> Directives:
a: Rewrite the passage on revolution from "First off history" to "of Maxim Gorki)", changing "capitalism" to "the market system".
b: In the passage on revolution, whose defense prompted the Twain statement?
c: List every person named in the passage on revolution.

First off history is made by classes in the largest sense. Of course we're not talking about a single person going out there and changing the world all by themselves. At the same time individuals do have an impact. Shit, the Lennon is one example, although I prefer Lenin.
Revolution does indeed mean violence. I guess you'd have to be aware of the everyday violence of "peace" in the U.S. and in the rest of the world with capitalism, before you'd be able to see the necessity or desirability of revolution.
Here are some Twain quotes on the subject:
I am said to be a revolutionist in my sympathies, by birth, by breeding and by principle. I am always on the side of the revolutionists, because there never was a revolution unless there were some oppressive and intolerable conditions against which to revolute. - quoted in New York Sun, Tribune, World, 1906 (in defense of Maxim Gorki)

Photo-based point labeling data:
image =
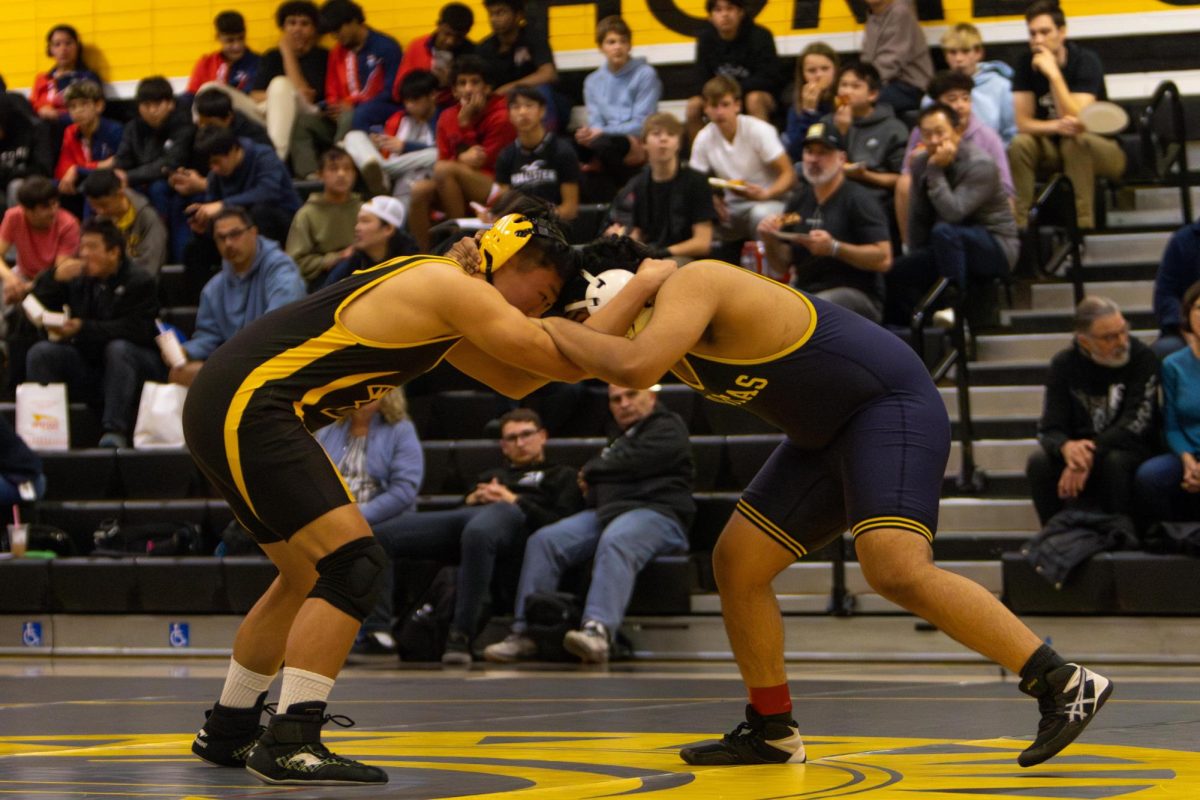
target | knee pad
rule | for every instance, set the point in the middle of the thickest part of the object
(349, 578)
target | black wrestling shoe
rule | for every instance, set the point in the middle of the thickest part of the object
(291, 751)
(1074, 696)
(773, 739)
(228, 734)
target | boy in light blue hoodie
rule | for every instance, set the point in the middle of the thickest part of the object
(619, 96)
(991, 100)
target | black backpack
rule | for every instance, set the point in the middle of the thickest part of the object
(549, 617)
(423, 632)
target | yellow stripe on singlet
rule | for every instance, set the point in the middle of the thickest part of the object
(766, 525)
(903, 523)
(288, 362)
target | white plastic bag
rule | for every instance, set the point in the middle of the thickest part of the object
(160, 416)
(42, 417)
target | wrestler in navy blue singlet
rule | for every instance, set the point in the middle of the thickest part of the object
(868, 434)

> Task-by-task answers:
a:
First off history is made by classes in the largest sense. Of course we're not talking about a single person going out there and changing the world all by themselves. At the same time individuals do have an impact. Shit, the Lennon is one example, although I prefer Lenin.
Revolution does indeed mean violence. I guess you'd have to be aware of the everyday violence of "peace" in the U.S. and in the rest of the world with the market system, before you'd be able to see the necessity or desirability of revolution.
Here are some Twain quotes on the subject:
I am said to be a revolutionist in my sympathies, by birth, by breeding and by principle. I am always on the side of the revolutionists, because there never was a revolution unless there were some oppressive and intolerable conditions against which to revolute. - quoted in New York Sun, Tribune, World, 1906 (in defense of Maxim Gorki)

b: Maxim Gorki

c: Lennon, Lenin, Twain, Maxim Gorki